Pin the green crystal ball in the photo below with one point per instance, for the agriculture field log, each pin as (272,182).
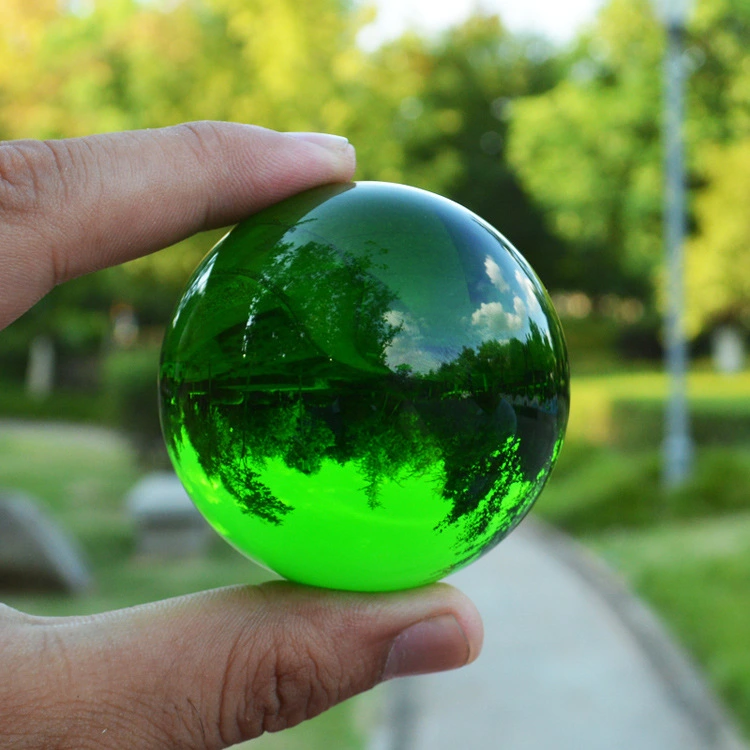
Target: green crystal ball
(364,387)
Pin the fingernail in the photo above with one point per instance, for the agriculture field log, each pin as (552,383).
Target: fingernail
(327,140)
(433,645)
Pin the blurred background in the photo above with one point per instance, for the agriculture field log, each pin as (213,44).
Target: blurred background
(546,123)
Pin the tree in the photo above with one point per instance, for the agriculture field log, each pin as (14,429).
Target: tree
(453,103)
(589,151)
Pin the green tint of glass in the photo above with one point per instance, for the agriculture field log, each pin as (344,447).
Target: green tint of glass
(364,387)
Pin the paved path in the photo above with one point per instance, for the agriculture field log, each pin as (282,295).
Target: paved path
(571,662)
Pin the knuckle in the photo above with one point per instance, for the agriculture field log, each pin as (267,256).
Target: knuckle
(289,683)
(204,138)
(34,175)
(22,166)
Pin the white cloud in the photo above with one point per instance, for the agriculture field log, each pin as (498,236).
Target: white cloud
(494,321)
(496,275)
(529,291)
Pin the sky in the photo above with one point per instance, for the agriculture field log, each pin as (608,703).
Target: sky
(556,19)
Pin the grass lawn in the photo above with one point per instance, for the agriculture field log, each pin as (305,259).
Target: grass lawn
(696,574)
(686,552)
(81,478)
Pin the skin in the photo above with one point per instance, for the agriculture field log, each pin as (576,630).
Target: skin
(215,668)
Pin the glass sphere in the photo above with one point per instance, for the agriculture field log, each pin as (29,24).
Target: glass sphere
(364,387)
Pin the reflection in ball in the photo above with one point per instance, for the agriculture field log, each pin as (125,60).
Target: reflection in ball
(364,387)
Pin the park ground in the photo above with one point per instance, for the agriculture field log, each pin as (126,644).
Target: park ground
(687,553)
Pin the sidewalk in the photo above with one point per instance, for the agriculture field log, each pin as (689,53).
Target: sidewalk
(571,661)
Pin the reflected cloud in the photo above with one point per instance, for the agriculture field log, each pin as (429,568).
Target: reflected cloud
(408,345)
(496,275)
(494,321)
(530,294)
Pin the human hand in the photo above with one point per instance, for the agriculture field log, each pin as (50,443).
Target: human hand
(211,669)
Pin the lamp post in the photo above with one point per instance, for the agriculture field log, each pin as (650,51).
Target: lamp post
(678,447)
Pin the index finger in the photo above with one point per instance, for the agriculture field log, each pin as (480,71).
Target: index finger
(73,206)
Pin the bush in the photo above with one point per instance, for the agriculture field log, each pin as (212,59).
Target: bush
(618,490)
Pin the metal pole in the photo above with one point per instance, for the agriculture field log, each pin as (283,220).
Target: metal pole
(678,449)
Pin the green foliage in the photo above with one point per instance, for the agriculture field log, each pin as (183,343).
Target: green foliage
(81,477)
(696,574)
(589,151)
(613,489)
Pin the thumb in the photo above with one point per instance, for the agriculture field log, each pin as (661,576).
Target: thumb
(214,669)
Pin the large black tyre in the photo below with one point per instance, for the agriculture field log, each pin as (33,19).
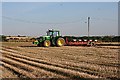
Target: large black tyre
(46,43)
(60,42)
(39,45)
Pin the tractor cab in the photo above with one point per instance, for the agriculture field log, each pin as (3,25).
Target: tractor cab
(53,33)
(52,38)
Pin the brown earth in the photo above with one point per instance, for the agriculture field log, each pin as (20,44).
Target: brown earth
(25,60)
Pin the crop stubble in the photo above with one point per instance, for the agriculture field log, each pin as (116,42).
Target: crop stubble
(59,62)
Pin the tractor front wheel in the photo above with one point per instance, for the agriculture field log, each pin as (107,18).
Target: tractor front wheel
(46,43)
(60,42)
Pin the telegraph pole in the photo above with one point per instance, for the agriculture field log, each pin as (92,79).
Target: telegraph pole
(88,26)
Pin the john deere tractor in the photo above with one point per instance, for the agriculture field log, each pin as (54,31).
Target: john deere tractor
(53,38)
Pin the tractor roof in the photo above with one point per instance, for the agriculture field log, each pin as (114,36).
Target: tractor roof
(52,30)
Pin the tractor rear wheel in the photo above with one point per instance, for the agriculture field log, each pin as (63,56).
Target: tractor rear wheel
(60,42)
(46,43)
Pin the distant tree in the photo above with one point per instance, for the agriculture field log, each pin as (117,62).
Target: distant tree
(107,39)
(2,38)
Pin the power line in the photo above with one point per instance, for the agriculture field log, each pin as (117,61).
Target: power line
(26,21)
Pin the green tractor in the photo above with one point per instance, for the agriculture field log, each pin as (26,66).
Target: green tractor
(53,38)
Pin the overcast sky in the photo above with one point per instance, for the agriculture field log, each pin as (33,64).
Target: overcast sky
(35,18)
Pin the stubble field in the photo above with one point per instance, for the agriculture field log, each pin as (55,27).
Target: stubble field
(25,60)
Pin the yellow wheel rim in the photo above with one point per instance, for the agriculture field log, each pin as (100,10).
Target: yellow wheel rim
(60,42)
(47,43)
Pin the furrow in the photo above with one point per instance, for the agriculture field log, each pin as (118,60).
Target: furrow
(28,68)
(18,71)
(60,66)
(88,69)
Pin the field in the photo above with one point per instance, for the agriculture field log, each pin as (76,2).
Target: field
(25,60)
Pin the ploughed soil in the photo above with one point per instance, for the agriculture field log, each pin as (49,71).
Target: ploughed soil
(25,60)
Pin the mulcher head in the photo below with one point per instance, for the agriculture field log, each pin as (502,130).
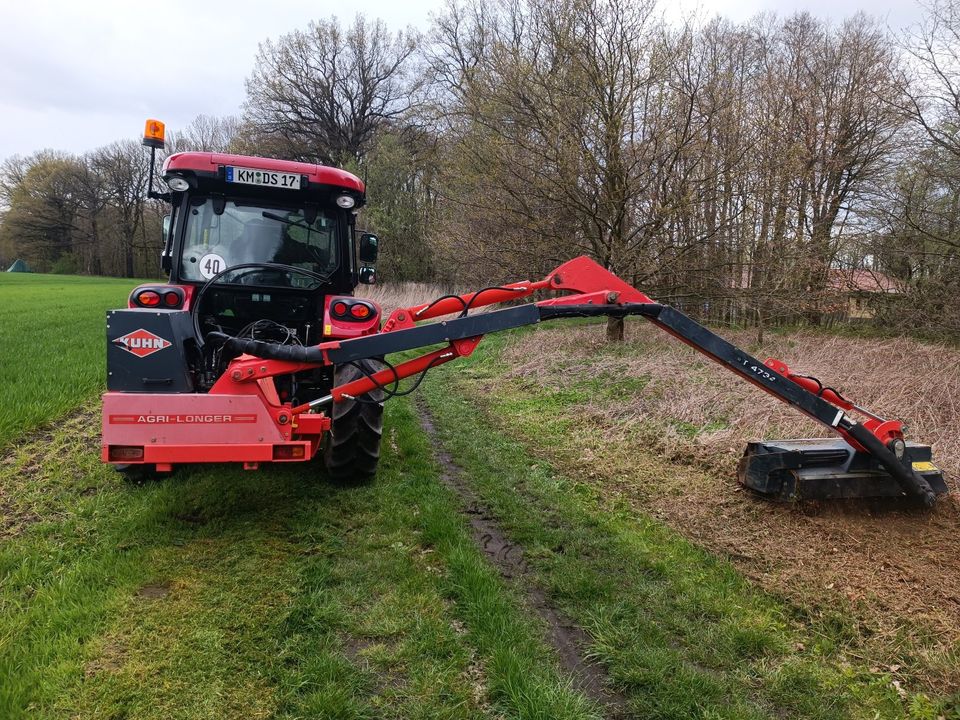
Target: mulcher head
(828,468)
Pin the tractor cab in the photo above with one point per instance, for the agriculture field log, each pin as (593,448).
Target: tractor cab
(259,248)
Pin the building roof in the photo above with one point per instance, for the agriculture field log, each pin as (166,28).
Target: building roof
(870,281)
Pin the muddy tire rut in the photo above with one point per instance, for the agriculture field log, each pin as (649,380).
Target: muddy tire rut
(569,641)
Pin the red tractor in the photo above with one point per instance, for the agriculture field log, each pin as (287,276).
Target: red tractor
(258,351)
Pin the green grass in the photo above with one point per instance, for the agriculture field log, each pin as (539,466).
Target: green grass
(680,630)
(219,593)
(52,345)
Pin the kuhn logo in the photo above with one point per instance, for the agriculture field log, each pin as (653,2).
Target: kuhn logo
(142,342)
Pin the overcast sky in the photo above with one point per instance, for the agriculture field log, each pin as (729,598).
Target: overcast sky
(76,75)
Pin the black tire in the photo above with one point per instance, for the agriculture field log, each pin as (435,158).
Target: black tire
(352,448)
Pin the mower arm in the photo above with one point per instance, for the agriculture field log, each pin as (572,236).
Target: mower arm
(597,293)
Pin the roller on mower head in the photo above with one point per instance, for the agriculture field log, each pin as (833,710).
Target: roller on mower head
(257,350)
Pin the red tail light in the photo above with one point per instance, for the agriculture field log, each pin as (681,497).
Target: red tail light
(126,453)
(148,298)
(289,452)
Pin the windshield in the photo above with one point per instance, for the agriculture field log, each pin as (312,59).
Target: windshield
(252,233)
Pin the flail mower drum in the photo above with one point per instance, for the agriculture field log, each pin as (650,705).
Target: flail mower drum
(256,350)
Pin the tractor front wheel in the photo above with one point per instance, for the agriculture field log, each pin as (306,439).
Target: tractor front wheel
(352,448)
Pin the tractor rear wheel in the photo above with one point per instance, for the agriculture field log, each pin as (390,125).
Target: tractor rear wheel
(352,448)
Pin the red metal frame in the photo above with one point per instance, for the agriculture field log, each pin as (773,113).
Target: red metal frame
(168,426)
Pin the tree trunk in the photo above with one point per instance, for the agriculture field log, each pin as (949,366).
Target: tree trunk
(615,329)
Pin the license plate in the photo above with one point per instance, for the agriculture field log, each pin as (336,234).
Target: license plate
(252,176)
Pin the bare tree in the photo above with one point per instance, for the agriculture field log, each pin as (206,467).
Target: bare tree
(206,133)
(322,94)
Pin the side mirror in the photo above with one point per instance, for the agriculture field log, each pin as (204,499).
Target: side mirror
(369,247)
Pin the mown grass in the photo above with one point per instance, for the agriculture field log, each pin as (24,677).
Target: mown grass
(679,629)
(52,344)
(219,593)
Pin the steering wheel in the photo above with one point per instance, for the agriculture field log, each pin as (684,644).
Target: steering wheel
(252,269)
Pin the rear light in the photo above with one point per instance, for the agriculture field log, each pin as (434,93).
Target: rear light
(352,310)
(125,453)
(289,452)
(148,298)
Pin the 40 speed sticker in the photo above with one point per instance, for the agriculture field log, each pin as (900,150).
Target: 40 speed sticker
(211,264)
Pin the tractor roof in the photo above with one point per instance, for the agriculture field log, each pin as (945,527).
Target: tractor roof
(210,163)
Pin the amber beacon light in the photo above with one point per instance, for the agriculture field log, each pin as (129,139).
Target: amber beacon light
(153,134)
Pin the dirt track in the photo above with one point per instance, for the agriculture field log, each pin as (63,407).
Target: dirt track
(568,640)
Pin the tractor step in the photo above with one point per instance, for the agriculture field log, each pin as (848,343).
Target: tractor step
(827,468)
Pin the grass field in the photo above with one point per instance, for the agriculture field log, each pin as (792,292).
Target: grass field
(52,339)
(221,593)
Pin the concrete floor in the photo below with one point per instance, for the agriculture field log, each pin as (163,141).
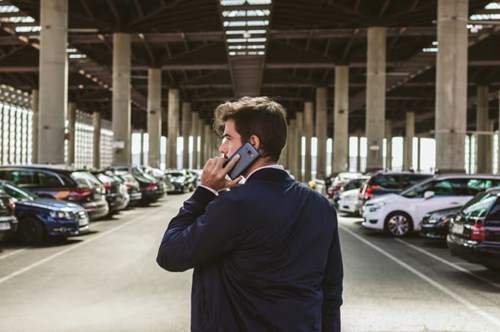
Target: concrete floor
(109,281)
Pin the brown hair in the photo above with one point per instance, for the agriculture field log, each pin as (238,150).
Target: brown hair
(259,116)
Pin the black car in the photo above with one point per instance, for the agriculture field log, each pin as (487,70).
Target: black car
(43,217)
(475,230)
(383,183)
(8,220)
(61,183)
(435,224)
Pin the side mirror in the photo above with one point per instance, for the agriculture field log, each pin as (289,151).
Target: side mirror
(428,194)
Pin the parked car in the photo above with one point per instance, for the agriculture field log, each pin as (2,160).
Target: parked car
(42,217)
(435,224)
(349,202)
(133,188)
(383,183)
(400,214)
(349,185)
(8,220)
(61,183)
(335,184)
(475,230)
(116,192)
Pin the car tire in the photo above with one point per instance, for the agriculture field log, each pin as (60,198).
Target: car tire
(31,231)
(398,224)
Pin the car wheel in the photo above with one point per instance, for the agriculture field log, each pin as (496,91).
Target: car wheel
(31,231)
(398,224)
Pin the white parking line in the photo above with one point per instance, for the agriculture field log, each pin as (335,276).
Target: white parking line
(453,265)
(12,253)
(76,246)
(437,285)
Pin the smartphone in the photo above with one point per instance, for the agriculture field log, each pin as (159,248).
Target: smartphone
(248,155)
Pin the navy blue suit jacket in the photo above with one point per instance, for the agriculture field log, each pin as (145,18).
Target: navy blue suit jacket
(266,256)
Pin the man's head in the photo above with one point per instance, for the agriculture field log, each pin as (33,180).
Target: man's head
(258,120)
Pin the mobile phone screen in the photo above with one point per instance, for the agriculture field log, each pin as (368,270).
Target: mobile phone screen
(248,155)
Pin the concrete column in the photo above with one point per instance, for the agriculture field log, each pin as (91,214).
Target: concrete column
(141,159)
(321,126)
(186,126)
(308,130)
(483,156)
(388,140)
(96,119)
(451,84)
(300,130)
(71,133)
(358,166)
(53,81)
(341,120)
(293,147)
(194,131)
(408,142)
(121,124)
(154,117)
(173,127)
(375,96)
(35,126)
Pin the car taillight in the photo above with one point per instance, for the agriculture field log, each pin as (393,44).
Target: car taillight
(79,193)
(478,231)
(152,186)
(369,191)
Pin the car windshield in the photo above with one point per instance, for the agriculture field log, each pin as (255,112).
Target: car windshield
(17,193)
(480,205)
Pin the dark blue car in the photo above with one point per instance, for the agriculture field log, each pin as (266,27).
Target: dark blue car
(42,217)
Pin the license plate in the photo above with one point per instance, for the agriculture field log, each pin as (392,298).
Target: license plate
(457,228)
(4,226)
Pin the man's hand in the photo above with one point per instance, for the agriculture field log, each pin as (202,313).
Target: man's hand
(214,174)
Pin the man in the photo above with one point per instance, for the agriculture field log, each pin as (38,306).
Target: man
(266,254)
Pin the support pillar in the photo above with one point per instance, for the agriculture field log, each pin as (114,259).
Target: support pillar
(35,126)
(375,96)
(71,133)
(483,155)
(408,148)
(341,121)
(121,125)
(308,130)
(96,120)
(186,126)
(154,117)
(451,84)
(53,81)
(173,127)
(194,131)
(321,126)
(388,144)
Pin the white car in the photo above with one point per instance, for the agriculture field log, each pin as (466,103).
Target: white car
(400,214)
(349,201)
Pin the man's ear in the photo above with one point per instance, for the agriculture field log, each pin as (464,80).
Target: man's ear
(255,141)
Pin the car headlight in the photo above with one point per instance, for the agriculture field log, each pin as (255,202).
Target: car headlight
(61,215)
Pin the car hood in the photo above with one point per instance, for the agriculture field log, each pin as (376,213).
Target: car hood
(51,204)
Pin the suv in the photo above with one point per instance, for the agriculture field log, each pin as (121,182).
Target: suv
(475,231)
(383,183)
(60,183)
(399,214)
(8,221)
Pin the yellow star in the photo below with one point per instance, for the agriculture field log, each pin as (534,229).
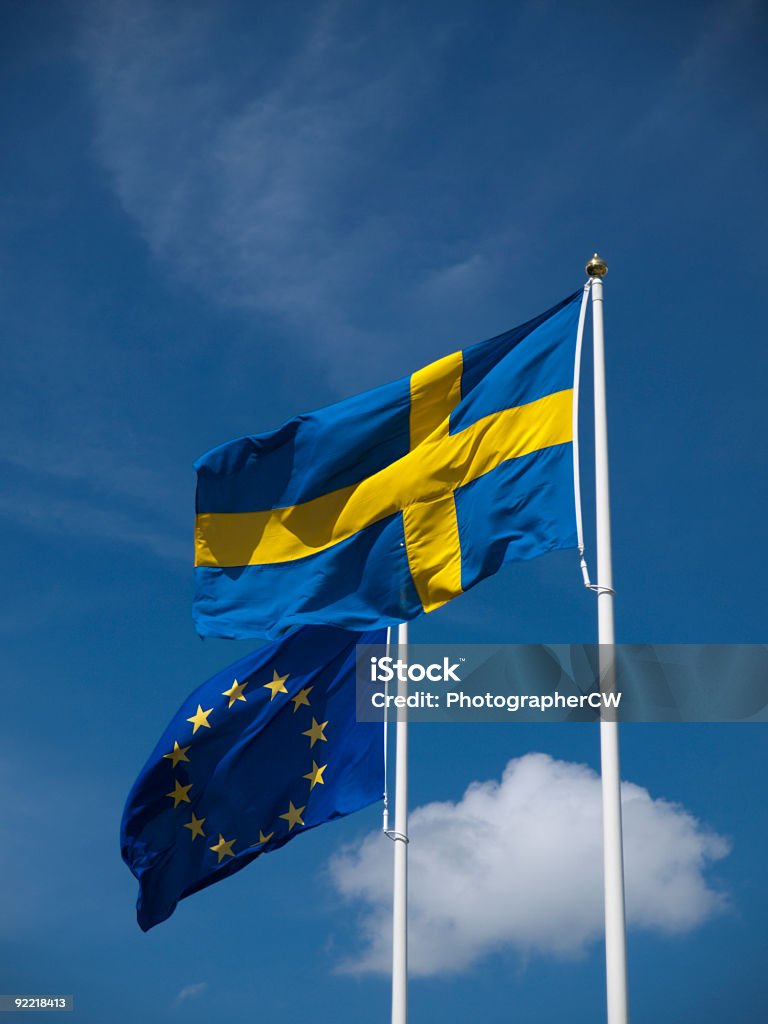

=-=-=-=-=

Goal => Please count how many lines of the entries above contain the string "path", and reply with that number alone.

Task output => 2